Entries shown:
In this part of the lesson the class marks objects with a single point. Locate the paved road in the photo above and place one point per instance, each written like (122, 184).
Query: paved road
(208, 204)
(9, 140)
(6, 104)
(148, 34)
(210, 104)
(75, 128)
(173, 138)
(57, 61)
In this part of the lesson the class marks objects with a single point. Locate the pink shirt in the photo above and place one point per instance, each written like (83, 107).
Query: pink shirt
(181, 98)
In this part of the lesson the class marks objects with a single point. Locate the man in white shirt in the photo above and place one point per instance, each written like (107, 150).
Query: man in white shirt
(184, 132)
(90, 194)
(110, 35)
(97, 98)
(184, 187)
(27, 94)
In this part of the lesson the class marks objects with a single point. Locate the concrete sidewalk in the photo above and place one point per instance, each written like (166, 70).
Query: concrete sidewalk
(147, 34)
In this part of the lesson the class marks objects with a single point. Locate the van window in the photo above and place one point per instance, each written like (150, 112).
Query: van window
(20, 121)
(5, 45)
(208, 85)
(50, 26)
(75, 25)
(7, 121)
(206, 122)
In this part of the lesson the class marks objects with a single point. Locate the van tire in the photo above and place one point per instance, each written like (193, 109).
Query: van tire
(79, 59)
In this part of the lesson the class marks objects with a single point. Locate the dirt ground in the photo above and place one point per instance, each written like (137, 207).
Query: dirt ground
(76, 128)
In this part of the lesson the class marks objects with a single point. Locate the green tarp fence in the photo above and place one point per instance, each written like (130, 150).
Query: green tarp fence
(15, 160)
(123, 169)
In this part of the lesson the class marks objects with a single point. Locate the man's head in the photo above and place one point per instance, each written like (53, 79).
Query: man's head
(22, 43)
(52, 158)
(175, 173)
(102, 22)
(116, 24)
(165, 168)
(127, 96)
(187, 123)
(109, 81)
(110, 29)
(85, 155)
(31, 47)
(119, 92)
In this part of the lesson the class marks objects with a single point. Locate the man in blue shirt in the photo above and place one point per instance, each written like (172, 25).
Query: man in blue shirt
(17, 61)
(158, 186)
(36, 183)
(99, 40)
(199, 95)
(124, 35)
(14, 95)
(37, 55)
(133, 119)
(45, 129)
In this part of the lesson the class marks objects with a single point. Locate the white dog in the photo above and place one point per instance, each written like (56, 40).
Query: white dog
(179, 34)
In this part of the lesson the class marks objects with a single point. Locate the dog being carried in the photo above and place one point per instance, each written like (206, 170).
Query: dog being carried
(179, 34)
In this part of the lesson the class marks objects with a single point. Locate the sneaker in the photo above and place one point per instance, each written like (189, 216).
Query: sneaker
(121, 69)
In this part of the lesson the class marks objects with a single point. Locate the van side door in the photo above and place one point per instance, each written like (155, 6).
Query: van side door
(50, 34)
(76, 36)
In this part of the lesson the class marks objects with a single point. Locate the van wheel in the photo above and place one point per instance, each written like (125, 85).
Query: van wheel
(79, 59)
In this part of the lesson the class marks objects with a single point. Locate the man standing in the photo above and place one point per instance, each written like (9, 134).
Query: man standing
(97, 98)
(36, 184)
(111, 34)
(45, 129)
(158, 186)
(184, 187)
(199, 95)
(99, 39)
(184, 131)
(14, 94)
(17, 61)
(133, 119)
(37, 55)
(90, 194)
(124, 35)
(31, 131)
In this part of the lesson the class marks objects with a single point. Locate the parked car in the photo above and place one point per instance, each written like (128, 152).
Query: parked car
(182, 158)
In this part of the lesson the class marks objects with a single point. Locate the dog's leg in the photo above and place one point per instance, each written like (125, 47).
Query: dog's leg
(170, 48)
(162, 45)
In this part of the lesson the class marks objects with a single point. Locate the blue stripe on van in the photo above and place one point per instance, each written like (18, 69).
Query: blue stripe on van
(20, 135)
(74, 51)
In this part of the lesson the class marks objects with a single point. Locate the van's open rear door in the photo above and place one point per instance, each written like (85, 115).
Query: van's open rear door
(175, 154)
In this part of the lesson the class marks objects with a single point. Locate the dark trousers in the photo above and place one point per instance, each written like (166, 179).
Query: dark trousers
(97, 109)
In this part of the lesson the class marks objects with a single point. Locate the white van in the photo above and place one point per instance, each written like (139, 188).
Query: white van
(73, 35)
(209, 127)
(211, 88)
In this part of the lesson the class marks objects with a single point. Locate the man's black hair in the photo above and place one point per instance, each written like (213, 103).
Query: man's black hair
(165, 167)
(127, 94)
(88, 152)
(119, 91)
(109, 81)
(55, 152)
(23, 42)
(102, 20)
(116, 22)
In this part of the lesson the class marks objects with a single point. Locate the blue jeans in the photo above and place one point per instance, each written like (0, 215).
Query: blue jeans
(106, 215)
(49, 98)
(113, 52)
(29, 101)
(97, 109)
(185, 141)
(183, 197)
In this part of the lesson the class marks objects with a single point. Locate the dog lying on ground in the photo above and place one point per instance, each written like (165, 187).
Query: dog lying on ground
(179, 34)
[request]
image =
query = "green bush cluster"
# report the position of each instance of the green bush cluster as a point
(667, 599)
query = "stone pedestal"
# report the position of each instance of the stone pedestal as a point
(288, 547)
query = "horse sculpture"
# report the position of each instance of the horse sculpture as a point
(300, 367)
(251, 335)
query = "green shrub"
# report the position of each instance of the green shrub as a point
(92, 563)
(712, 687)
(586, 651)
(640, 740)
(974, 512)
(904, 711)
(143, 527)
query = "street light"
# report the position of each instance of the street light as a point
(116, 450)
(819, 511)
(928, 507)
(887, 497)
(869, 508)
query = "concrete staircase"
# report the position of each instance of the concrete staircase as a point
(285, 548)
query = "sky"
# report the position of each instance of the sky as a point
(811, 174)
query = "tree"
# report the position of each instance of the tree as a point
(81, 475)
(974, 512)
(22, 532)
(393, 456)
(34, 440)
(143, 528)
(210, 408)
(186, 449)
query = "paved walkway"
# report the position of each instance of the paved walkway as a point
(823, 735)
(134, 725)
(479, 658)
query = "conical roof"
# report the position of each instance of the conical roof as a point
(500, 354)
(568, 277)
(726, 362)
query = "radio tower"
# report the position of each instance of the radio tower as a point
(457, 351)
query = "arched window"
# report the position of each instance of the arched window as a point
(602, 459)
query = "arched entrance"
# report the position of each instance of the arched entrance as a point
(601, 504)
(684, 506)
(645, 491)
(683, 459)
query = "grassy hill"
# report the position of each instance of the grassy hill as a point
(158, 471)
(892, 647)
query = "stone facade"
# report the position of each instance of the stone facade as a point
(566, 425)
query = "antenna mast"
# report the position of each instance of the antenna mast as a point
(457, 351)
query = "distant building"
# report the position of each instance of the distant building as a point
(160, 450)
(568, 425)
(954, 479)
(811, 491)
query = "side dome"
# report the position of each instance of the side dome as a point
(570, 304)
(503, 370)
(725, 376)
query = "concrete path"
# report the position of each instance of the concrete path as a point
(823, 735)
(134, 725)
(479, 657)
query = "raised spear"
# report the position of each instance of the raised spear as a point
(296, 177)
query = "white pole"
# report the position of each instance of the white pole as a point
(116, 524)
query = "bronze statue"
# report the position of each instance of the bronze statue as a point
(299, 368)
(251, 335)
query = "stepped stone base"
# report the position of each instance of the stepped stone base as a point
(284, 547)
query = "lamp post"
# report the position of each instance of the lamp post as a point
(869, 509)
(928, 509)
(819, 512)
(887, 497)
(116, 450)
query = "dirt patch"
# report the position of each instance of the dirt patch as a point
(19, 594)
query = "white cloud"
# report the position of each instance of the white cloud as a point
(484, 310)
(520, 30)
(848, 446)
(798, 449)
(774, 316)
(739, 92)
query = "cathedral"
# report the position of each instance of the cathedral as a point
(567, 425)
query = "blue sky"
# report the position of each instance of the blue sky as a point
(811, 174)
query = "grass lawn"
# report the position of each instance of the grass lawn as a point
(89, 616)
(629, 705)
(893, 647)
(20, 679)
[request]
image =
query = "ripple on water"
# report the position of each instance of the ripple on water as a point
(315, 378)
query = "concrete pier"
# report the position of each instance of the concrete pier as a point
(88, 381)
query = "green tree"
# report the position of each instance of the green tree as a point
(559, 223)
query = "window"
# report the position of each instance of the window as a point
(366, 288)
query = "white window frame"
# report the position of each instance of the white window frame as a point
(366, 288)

What the task asks: Repeat word for word from the line holding "# report the position of each instance of the ripple" down to the last line above, including both.

Response to the task:
# report the position of each instance of the ripple on water as a point
(315, 378)
query = "concrete pier"
# report the position of each instance of the concrete pier as a point
(88, 381)
query = "green tree"
# report the position of each instance of the green tree as a point
(559, 223)
query = "window"
# report the position of each instance of the window as a point
(366, 288)
query = "white window frame"
# report the position of each instance of the white window frame as a point
(366, 288)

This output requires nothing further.